## ASSIGNED TASK
Rewrite the part of the material that runs from its start through the line containing "positive clicks: (297, 128)", that line included, changing every "rough mask" to "coarse mask" and leaving everything else unchanged. Give only those lines, with the pictures left out.

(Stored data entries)
************
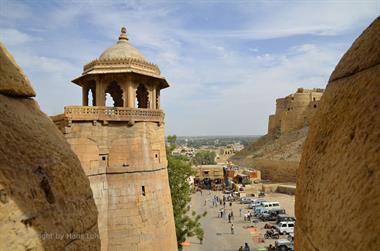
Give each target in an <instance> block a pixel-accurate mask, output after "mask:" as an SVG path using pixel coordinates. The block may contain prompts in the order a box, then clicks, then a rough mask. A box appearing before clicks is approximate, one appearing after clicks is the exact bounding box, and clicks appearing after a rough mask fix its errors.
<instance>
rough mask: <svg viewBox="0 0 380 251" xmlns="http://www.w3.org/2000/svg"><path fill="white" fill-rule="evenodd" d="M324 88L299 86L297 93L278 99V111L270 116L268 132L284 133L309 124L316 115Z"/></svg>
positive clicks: (297, 128) (277, 107) (268, 125)
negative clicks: (283, 97)
mask: <svg viewBox="0 0 380 251" xmlns="http://www.w3.org/2000/svg"><path fill="white" fill-rule="evenodd" d="M322 94H323V89H319V88H314V89H304V88H298V89H297V92H296V93H293V94H290V95H288V96H286V97H285V98H279V99H277V100H276V112H275V114H272V115H270V116H269V122H268V133H272V132H275V131H280V132H281V133H282V134H283V133H287V132H290V131H294V130H297V129H301V128H303V127H305V126H308V125H309V123H310V121H311V119H312V118H313V116H314V113H315V111H316V108H317V107H318V103H319V100H320V99H321V97H322Z"/></svg>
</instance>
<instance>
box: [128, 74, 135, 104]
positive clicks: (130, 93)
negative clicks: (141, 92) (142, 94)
mask: <svg viewBox="0 0 380 251" xmlns="http://www.w3.org/2000/svg"><path fill="white" fill-rule="evenodd" d="M135 99H136V88H135V86H134V84H133V82H132V79H128V80H127V102H128V105H127V107H128V108H135V105H136V104H135Z"/></svg>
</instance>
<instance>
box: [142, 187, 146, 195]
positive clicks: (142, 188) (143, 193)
mask: <svg viewBox="0 0 380 251" xmlns="http://www.w3.org/2000/svg"><path fill="white" fill-rule="evenodd" d="M141 191H142V194H143V196H145V186H142V187H141Z"/></svg>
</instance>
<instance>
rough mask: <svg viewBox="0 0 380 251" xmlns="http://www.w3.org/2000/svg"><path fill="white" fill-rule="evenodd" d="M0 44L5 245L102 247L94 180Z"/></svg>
mask: <svg viewBox="0 0 380 251" xmlns="http://www.w3.org/2000/svg"><path fill="white" fill-rule="evenodd" d="M33 96H35V93H34V91H33V89H32V88H31V86H30V83H29V80H28V79H27V77H26V76H25V75H24V73H23V72H22V70H21V69H20V68H19V67H18V66H17V64H16V63H15V62H14V60H13V58H12V57H11V55H10V54H9V53H8V52H7V50H6V49H5V47H4V46H3V45H2V44H0V142H1V145H0V233H1V235H0V250H41V249H43V250H62V249H65V250H99V249H100V240H99V238H98V236H99V235H98V226H97V211H96V207H95V203H94V200H93V197H92V192H91V189H90V184H89V181H88V179H87V177H86V176H85V174H84V172H83V170H82V168H81V166H80V163H79V160H78V159H77V157H76V156H75V154H74V153H73V152H72V151H71V150H70V147H69V145H68V144H67V142H66V140H65V139H64V137H63V135H62V134H61V133H60V132H59V131H58V129H57V128H56V127H55V126H54V124H53V123H52V121H51V120H50V119H49V118H48V117H47V116H46V115H45V114H44V113H42V112H41V111H40V109H39V107H38V104H37V103H36V102H35V101H34V100H33V99H31V98H30V97H33Z"/></svg>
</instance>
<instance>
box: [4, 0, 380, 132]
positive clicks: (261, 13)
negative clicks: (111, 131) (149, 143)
mask: <svg viewBox="0 0 380 251" xmlns="http://www.w3.org/2000/svg"><path fill="white" fill-rule="evenodd" d="M379 14H380V1H378V0H377V1H365V0H364V1H359V0H358V1H238V0H237V1H210V0H208V1H174V0H173V1H158V0H151V1H99V0H96V1H84V0H81V1H79V0H76V1H47V0H46V1H43V0H30V1H15V0H12V1H11V0H0V40H1V41H2V42H3V43H5V45H6V46H7V48H8V49H9V50H10V52H11V53H12V54H13V55H14V57H15V58H16V61H17V62H18V63H19V64H20V65H21V67H22V68H23V69H24V70H25V72H26V73H27V75H28V76H29V78H30V79H31V81H32V83H33V85H34V87H35V89H36V91H37V97H36V99H37V101H38V102H39V104H40V106H41V109H42V110H43V111H45V112H46V113H48V114H49V115H54V114H58V113H62V112H63V107H64V106H65V105H80V104H81V90H80V88H79V87H77V86H76V85H74V84H72V83H71V82H70V81H71V80H72V79H74V78H75V77H77V76H79V75H80V74H81V71H82V67H83V65H84V64H86V63H88V62H89V61H91V60H93V59H95V58H97V57H99V55H100V54H101V53H102V52H103V51H104V50H105V49H106V48H108V47H110V46H112V45H113V44H114V43H115V42H116V40H117V38H118V35H119V32H120V27H121V26H126V27H127V29H128V36H129V39H130V42H131V43H132V44H133V45H134V46H135V47H136V48H138V49H139V50H140V51H141V52H142V53H143V54H144V55H145V57H146V58H147V59H149V60H150V61H151V62H153V63H155V64H157V65H158V66H159V67H160V69H161V72H162V74H163V75H164V76H165V77H166V78H167V80H168V81H169V83H170V84H171V87H170V88H168V89H165V90H164V91H163V92H162V97H161V102H162V106H163V109H164V110H165V112H166V132H167V134H174V133H175V134H177V135H244V134H250V135H252V134H254V135H259V134H265V133H266V129H267V122H268V116H269V114H271V113H273V112H274V109H275V99H276V98H278V97H283V96H286V95H288V94H289V93H292V92H294V91H295V90H296V89H297V88H298V87H305V88H313V87H319V88H324V87H325V86H326V83H327V80H328V77H329V75H330V74H331V72H332V70H333V69H334V67H335V65H336V64H337V63H338V61H339V59H340V58H341V56H342V55H343V53H344V52H345V51H346V50H347V49H348V48H349V47H350V46H351V44H352V42H353V41H354V40H355V38H356V37H357V36H358V35H360V33H361V32H362V31H363V30H364V29H365V28H366V27H367V26H368V25H369V24H370V23H371V22H372V21H373V20H374V19H375V18H376V17H377V16H378V15H379Z"/></svg>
************
## ANSWER
Give each target in an <instance> block a pixel-accurate mask, output after "mask:" as an SVG path using pixel coordinates. The block may contain prompts in the order a box, then clicks, then a coarse mask. A box appearing before clicks is approximate, one appearing after clicks is the exact bounding box, and clicks appearing after a coarse mask fix its errors.
<instance>
coarse mask: <svg viewBox="0 0 380 251" xmlns="http://www.w3.org/2000/svg"><path fill="white" fill-rule="evenodd" d="M324 88L299 86L297 93L278 99V111L270 116L268 132L284 133L309 124L316 115Z"/></svg>
positive clicks: (297, 128) (277, 107) (268, 125)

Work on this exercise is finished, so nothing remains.